▶ **RAW DATA**
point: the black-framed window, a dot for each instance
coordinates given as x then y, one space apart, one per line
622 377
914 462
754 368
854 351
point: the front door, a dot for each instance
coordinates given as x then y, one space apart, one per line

▶ **WHAT YOU HAVE TO DO**
In the records above, count the lines that contain the word "instance" and state only that count.

▶ **WRITTEN RESPONSE**
2